• **Records for this exercise**:
* begin *
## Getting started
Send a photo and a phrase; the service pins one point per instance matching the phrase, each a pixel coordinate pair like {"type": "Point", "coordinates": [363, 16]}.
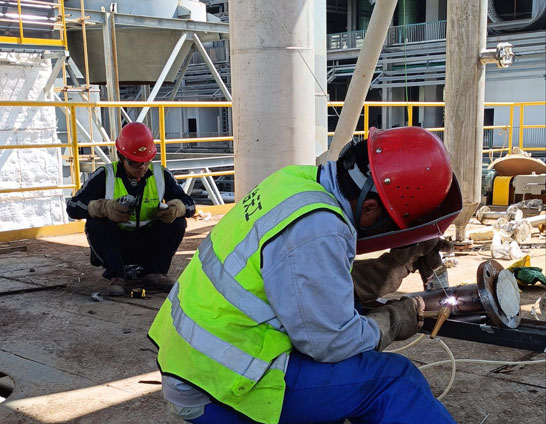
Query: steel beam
{"type": "Point", "coordinates": [168, 65]}
{"type": "Point", "coordinates": [530, 335]}
{"type": "Point", "coordinates": [211, 67]}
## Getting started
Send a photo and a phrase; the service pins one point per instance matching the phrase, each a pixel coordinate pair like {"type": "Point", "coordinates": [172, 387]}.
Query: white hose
{"type": "Point", "coordinates": [406, 346]}
{"type": "Point", "coordinates": [454, 361]}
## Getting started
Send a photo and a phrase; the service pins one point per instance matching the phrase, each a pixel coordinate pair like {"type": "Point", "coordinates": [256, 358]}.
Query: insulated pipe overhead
{"type": "Point", "coordinates": [464, 91]}
{"type": "Point", "coordinates": [362, 76]}
{"type": "Point", "coordinates": [273, 89]}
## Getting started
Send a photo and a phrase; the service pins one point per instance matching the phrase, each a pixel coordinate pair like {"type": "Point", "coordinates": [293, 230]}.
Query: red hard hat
{"type": "Point", "coordinates": [136, 142]}
{"type": "Point", "coordinates": [411, 172]}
* end *
• **Given problem**:
Write out every row above again, switching each "service" to "tool" and keeping all else the same. Leave the pictures out.

• **Expected answer**:
## Getting started
Send a photo and a phrase; the tool pins one point per instance matching the phrase, each a pixel coordinate pair like {"type": "Point", "coordinates": [363, 16]}.
Query: steel beam
{"type": "Point", "coordinates": [168, 65]}
{"type": "Point", "coordinates": [530, 335]}
{"type": "Point", "coordinates": [211, 67]}
## Getting started
Send a photo and a phrase; the tool pins one point per instance matching the phrase, each a pixel coordinate pair like {"type": "Point", "coordinates": [172, 387]}.
Query: white hose
{"type": "Point", "coordinates": [406, 346]}
{"type": "Point", "coordinates": [454, 361]}
## Getting started
Send a photo and a phrase; the tool pins one point per instance matching the phrase, each a pixel coordinate pair like {"type": "Point", "coordinates": [256, 358]}.
Query: insulated pipe overhead
{"type": "Point", "coordinates": [464, 91]}
{"type": "Point", "coordinates": [362, 76]}
{"type": "Point", "coordinates": [273, 89]}
## Getting started
Send a photo and a phrase; the tool pins one point per instance matching the phrase, each a pixel coordinate pair like {"type": "Point", "coordinates": [293, 230]}.
Query: red hard hat
{"type": "Point", "coordinates": [136, 142]}
{"type": "Point", "coordinates": [411, 172]}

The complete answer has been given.